### DIRECTIONS
Transcribe nothing but the lines from the one with "In the photo below, where can the dirt" to the end of the entries, both included, keeping each exact and leaving every picture out.

### SOURCE RECORDS
══════════════════════════════

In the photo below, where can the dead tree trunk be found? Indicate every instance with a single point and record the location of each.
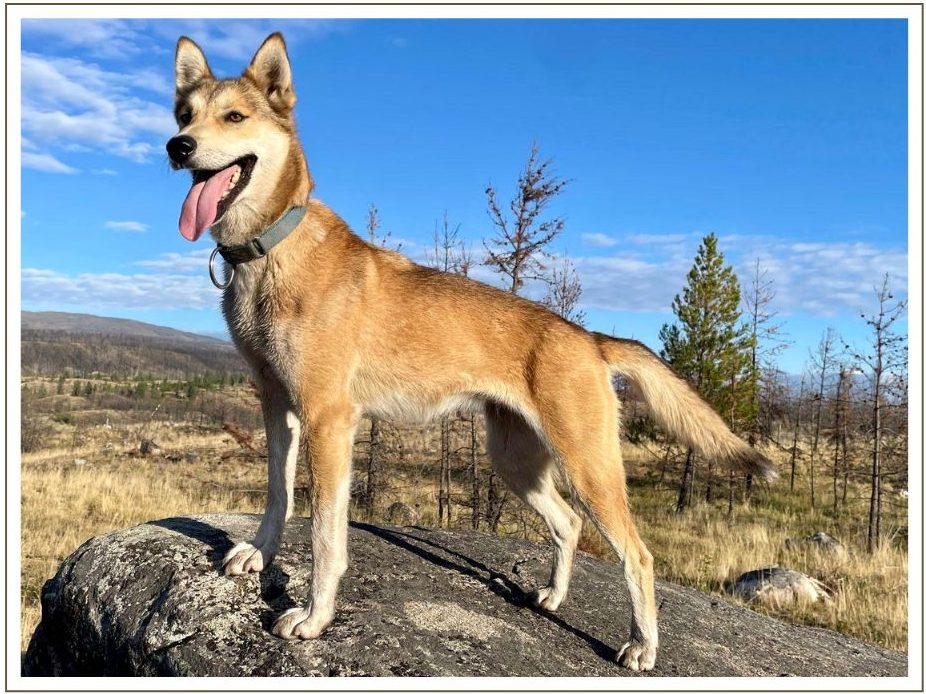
(443, 496)
(684, 492)
(797, 428)
(824, 353)
(474, 469)
(374, 456)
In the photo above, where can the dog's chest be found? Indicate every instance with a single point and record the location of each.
(254, 319)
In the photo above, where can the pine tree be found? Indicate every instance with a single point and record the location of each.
(709, 346)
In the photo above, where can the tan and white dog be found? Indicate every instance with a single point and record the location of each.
(335, 328)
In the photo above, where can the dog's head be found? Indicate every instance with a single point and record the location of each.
(237, 138)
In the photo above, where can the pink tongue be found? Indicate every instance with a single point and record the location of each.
(202, 202)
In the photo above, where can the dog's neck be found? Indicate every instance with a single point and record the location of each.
(249, 219)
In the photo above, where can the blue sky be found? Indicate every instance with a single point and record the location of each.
(786, 138)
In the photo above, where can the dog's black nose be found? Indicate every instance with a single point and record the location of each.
(180, 148)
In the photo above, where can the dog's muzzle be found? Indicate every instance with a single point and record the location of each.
(180, 148)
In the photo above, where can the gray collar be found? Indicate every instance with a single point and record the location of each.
(257, 247)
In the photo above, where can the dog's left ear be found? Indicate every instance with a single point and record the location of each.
(270, 71)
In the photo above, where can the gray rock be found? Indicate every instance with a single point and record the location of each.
(775, 587)
(150, 600)
(149, 447)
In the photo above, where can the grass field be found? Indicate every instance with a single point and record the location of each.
(202, 469)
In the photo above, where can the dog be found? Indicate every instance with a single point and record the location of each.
(334, 328)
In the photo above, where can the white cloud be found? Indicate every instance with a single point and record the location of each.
(599, 240)
(820, 278)
(116, 290)
(46, 162)
(72, 104)
(100, 37)
(126, 226)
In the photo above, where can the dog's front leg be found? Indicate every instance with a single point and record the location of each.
(330, 437)
(283, 428)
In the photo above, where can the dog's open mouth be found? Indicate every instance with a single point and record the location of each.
(212, 194)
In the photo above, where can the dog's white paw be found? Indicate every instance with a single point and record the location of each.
(546, 598)
(245, 558)
(299, 623)
(637, 656)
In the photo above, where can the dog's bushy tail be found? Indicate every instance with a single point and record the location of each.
(678, 408)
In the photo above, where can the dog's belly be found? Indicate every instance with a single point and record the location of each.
(403, 407)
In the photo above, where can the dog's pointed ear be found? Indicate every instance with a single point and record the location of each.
(190, 66)
(271, 72)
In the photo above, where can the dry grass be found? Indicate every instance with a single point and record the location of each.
(64, 504)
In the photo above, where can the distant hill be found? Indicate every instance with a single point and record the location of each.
(54, 342)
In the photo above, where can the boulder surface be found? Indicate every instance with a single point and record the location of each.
(151, 600)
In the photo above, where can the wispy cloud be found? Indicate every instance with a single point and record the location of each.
(110, 38)
(72, 104)
(46, 163)
(192, 261)
(599, 240)
(820, 278)
(116, 290)
(126, 226)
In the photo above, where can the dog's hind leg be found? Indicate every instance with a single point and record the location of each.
(329, 437)
(525, 463)
(282, 425)
(583, 431)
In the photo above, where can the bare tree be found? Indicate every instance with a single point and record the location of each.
(466, 262)
(822, 360)
(446, 253)
(887, 357)
(449, 254)
(797, 429)
(374, 451)
(564, 289)
(373, 235)
(841, 434)
(518, 249)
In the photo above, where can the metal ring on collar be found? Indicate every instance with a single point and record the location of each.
(231, 275)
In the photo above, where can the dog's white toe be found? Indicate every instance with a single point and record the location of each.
(299, 623)
(245, 558)
(548, 598)
(637, 656)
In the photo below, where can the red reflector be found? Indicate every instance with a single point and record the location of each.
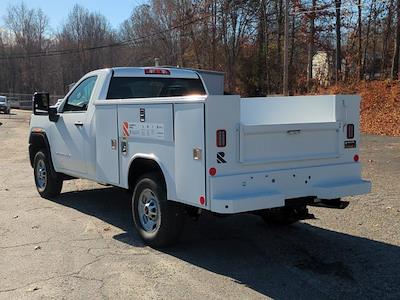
(157, 72)
(350, 131)
(221, 138)
(212, 171)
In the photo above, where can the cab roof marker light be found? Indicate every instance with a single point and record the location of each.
(154, 71)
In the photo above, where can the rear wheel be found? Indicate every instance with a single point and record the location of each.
(48, 183)
(158, 221)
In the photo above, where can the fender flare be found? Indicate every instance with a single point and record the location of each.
(33, 137)
(169, 182)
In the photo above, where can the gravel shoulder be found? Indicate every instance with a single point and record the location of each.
(82, 245)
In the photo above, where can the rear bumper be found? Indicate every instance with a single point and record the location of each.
(249, 192)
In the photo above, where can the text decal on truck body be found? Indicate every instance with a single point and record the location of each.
(143, 130)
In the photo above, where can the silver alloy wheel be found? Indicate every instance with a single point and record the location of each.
(149, 210)
(41, 175)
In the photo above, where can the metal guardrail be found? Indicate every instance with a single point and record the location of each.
(24, 101)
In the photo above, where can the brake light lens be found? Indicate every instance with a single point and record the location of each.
(212, 171)
(221, 138)
(157, 72)
(350, 131)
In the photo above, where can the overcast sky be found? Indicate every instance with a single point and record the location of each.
(116, 11)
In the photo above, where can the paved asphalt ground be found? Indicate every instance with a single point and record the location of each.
(83, 245)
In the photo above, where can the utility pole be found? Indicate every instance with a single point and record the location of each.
(286, 52)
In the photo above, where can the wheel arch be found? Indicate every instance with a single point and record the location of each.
(141, 164)
(38, 141)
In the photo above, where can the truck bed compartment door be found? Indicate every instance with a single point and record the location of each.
(107, 164)
(189, 153)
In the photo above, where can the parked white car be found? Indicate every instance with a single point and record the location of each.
(181, 146)
(4, 105)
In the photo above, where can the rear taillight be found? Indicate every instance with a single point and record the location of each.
(350, 131)
(157, 72)
(221, 138)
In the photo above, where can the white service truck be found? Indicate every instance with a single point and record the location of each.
(181, 146)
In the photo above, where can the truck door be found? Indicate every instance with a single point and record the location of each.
(70, 133)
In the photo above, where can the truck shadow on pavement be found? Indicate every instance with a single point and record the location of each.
(298, 261)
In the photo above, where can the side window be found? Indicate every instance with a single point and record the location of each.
(79, 98)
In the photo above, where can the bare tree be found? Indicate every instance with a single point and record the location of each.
(395, 63)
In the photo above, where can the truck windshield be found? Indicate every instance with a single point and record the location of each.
(152, 87)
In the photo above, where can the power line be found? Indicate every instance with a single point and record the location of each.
(110, 45)
(348, 6)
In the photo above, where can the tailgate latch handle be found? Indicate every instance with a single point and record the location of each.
(293, 132)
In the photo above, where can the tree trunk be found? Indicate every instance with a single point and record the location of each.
(311, 45)
(386, 38)
(395, 63)
(359, 63)
(338, 4)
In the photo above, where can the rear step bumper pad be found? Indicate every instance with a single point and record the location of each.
(236, 203)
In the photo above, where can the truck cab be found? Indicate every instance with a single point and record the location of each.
(180, 145)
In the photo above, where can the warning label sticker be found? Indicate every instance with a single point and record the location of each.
(143, 130)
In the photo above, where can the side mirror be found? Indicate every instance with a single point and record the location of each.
(40, 103)
(53, 114)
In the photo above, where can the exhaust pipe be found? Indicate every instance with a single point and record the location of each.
(330, 203)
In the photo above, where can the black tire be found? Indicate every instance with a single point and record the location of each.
(164, 227)
(48, 183)
(284, 216)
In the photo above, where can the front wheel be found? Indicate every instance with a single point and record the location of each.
(158, 221)
(48, 183)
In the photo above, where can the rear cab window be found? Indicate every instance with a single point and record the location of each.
(154, 87)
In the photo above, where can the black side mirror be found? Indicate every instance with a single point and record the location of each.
(53, 114)
(40, 103)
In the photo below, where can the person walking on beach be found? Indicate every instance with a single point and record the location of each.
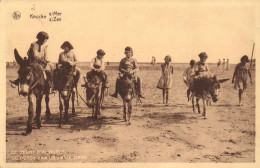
(165, 82)
(239, 79)
(188, 76)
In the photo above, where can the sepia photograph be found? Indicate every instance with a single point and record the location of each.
(127, 83)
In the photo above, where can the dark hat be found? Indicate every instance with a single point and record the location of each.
(203, 55)
(169, 57)
(128, 49)
(244, 58)
(100, 52)
(42, 35)
(66, 44)
(192, 62)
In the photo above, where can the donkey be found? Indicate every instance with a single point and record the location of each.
(94, 92)
(64, 83)
(31, 83)
(206, 89)
(127, 93)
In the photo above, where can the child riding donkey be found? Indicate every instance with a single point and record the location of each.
(97, 64)
(129, 65)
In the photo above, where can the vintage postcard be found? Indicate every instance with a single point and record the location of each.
(129, 83)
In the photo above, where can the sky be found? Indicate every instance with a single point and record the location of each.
(154, 28)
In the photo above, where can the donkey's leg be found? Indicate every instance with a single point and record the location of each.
(38, 110)
(197, 103)
(61, 109)
(72, 102)
(204, 108)
(30, 115)
(48, 112)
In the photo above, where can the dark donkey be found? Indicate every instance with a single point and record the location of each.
(127, 93)
(94, 92)
(206, 89)
(64, 83)
(32, 82)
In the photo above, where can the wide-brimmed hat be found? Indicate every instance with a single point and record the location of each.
(244, 58)
(192, 62)
(203, 55)
(42, 35)
(66, 44)
(129, 49)
(100, 52)
(168, 57)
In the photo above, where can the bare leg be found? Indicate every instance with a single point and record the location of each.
(124, 114)
(61, 109)
(38, 111)
(48, 112)
(193, 105)
(204, 108)
(66, 104)
(240, 94)
(72, 103)
(129, 112)
(30, 115)
(167, 96)
(198, 106)
(163, 96)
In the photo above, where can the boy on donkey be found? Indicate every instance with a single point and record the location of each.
(129, 65)
(98, 64)
(241, 72)
(69, 56)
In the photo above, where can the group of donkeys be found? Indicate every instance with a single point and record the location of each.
(32, 82)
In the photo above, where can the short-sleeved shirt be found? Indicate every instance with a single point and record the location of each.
(97, 64)
(67, 57)
(128, 64)
(38, 52)
(241, 72)
(188, 73)
(201, 67)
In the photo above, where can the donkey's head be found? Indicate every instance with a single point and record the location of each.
(25, 74)
(214, 88)
(93, 88)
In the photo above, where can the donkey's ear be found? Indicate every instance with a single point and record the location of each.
(223, 80)
(18, 58)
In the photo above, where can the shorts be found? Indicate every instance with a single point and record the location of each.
(240, 85)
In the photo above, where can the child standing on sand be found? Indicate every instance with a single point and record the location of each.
(188, 76)
(240, 77)
(165, 82)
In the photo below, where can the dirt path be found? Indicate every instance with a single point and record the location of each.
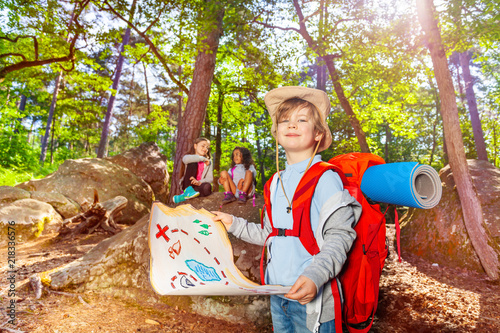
(416, 296)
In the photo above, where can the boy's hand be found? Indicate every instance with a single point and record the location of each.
(303, 290)
(194, 181)
(226, 219)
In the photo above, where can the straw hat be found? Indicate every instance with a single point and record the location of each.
(318, 98)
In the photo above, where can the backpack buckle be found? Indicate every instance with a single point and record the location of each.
(281, 232)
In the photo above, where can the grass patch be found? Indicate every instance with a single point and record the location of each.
(13, 176)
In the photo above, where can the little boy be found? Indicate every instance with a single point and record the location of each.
(299, 126)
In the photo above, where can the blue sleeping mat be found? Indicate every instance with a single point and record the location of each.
(404, 183)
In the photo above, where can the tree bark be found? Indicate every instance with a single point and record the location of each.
(101, 152)
(45, 138)
(484, 245)
(218, 140)
(472, 104)
(199, 92)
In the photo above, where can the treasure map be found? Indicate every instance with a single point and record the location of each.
(192, 255)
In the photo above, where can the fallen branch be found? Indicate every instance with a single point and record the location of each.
(98, 215)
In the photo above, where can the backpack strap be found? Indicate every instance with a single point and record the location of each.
(301, 210)
(231, 171)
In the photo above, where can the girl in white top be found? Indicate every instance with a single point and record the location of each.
(196, 172)
(239, 181)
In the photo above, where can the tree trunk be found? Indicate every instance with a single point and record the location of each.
(101, 152)
(45, 139)
(147, 87)
(388, 138)
(199, 92)
(471, 102)
(484, 245)
(218, 141)
(328, 58)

══════════════════════════════

### WRITTEN SOLUTION
In the photo below, where can the dirt path be found? Indicate every instance with a single point and record the location of each.
(416, 296)
In the photo above, where can the boy's hand be found? Indicate every instance with a single point and record the location of each.
(303, 290)
(194, 181)
(226, 219)
In the photo above, where can the straw hat be found? Indicate every instance with a single point and record the location of each.
(318, 98)
In the photo above, where can the backpack buckle be found? Indicate every instance with a single point and record the location of each.
(281, 232)
In the photo above, where can the grass patch be found? Indicate every instance with a single point and record the location of each.
(13, 176)
In the photo above, where can the little boy be found? Indicate every instance with a single point and record the location of each.
(299, 126)
In the photo above, where can the blue sleeping mat be found? Indicate every instance with a single point and record the location of each.
(404, 183)
In the photo above, where can the tree bark be found? Indicate every instance with a single point and record the location of each.
(101, 152)
(45, 138)
(484, 245)
(218, 140)
(472, 104)
(199, 92)
In the photo above, where can the treasure map be found? Indicate every instance with a single point and record the location of each.
(192, 255)
In the photo above, where can the fallen branch be found? Indicate every instance with a single point and record the location of each.
(98, 215)
In the photo above, where can the backpack strap be found? Indicate every instance with a single point and record the location of each.
(301, 210)
(231, 171)
In the photo above, where can the girl in white top be found? Indicate every instance with a single point and record the location of each.
(196, 172)
(239, 181)
In the photo above, where can the tree trunk be found? Indicate every instance with a single point and record the location of each.
(101, 152)
(45, 139)
(147, 87)
(388, 138)
(199, 92)
(471, 102)
(484, 245)
(218, 141)
(328, 58)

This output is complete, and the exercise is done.